My wife, Anne, is allergic to high fructose corn syrup. This is good, because it means we never buy food with that junk in it.
Interestingly, Anne can eat corn on the cob and popcorn without problem. My theory? She was allergic to the enzymes used to ma ke the stuff.
Perhaps, though, Anne might be allergic to some of the other things found in high fructose corn syrup. Check out this list from Grist:
- Caustic soda
- Hydrochloric acid
- Ilter aid
- Powdered carbon
- Calcium chloride
- Magnesium sulfate
Caustic soda? Hydrochloric acid?
Perhaps food makers are using organic caustic soda? It would seem not. In fact, the caustic soda – and corn syrup – contain something even worse. From Tom Philpott of Grist:
Now comes news that makes even an HFCS cynic like me do a spit-take over my home-brewed morning coffee. Turns out that HFCS is commonly tainted with mercury – a highly toxic substance – according to a peer-reviewed report published by Environmental Health.
Eh? Mercury? I thought that stuff was in thermometers, vaccines and fish.
Check out the products found to contain mercury, according to the Institute for Agriculture and Trade Policy:
- Quaker Oatmeal to Go Jack Daniel’s Barbecue Sauce (Heinz)
- Hershey’s Chocolate Syrup
- Kraft Original Barbecue Sauce
- Nutri-Grain Strawberry Cereal Bars
- Manwich Bold Sloppy Joe Market Pantry Grape Jelly
- Smucker’s Strawberry Jelly
- Pop-Tarts Frosted Blueberry
- Hunt’s Tomato Ketchup Wish-Bone Western Sweet & Smooth Dressing
- Coca-Cola Classic
- Yoplait Strawberry Yogurt
- Minute Maid Berry Punch
- Yoo-hoo Chocolate Drink Nesquik Chocolate Milk
- Kemps Fat Free Chocolate Milk
But let’s be fair here, only one sample was tested of each product; mercury is likely to be found in plenty other products that contain corn syrup, the report authors suggest. The chosen products were intended to illustrate that outdated technology is allowing mercury to creep into food via corn syrup.
On the other hand, if mercury is in these products, it could accumulate quickly in adults and children. Consider that the average American consumes 40 pounds of high fructose corn syrup (dry weight) every year.
So, where’s the Food and Drug Administration been all this time? Apparently the agency has known about the contamination since 2005, writes Grist. Not surprisingly, the FDA didn’t bother to tell the snack-food makers that they were selling mercury-contaminated products.

#### EXERCISE GOAL:
Using the text about high fructose corn syrup, decide whether each statement agrees with it, answering yes or no and quoting the words that decide it. 1. Anne cannot eat popcorn. 2. The Food and Drug Administration has known about the contamination since 2005. 3. Several samples of each product were tested. The lines after this point are not needed here.

#### SUPPLIED MATERIAL:
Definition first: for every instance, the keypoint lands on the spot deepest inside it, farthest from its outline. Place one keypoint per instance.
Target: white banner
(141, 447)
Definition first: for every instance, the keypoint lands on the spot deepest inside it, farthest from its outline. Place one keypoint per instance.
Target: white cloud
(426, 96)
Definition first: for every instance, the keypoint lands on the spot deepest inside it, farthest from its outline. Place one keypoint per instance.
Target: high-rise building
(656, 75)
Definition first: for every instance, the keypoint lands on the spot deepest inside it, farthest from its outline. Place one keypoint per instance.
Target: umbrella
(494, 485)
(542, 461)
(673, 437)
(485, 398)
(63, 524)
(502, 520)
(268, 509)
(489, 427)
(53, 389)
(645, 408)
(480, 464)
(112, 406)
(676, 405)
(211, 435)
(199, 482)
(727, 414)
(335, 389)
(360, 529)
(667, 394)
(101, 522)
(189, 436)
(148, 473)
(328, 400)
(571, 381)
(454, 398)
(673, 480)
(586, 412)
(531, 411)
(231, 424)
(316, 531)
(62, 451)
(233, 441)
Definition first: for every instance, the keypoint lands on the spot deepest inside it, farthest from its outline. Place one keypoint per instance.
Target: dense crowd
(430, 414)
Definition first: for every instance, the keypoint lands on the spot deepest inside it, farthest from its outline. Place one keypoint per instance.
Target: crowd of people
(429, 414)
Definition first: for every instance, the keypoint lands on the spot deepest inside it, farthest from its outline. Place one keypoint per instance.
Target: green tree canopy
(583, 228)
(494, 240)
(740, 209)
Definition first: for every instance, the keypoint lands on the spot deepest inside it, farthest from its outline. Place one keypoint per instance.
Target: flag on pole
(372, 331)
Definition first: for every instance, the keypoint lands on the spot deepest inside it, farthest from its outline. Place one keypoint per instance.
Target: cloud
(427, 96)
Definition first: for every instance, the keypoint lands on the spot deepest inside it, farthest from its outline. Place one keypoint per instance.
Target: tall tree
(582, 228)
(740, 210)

#### COMPLETED TASK:
1. No: "Anne can eat corn on the cob and popcorn without problem."
2. Yes: "Apparently the agency has known about the contamination since 2005"
3. No: "only one sample was tested of each product"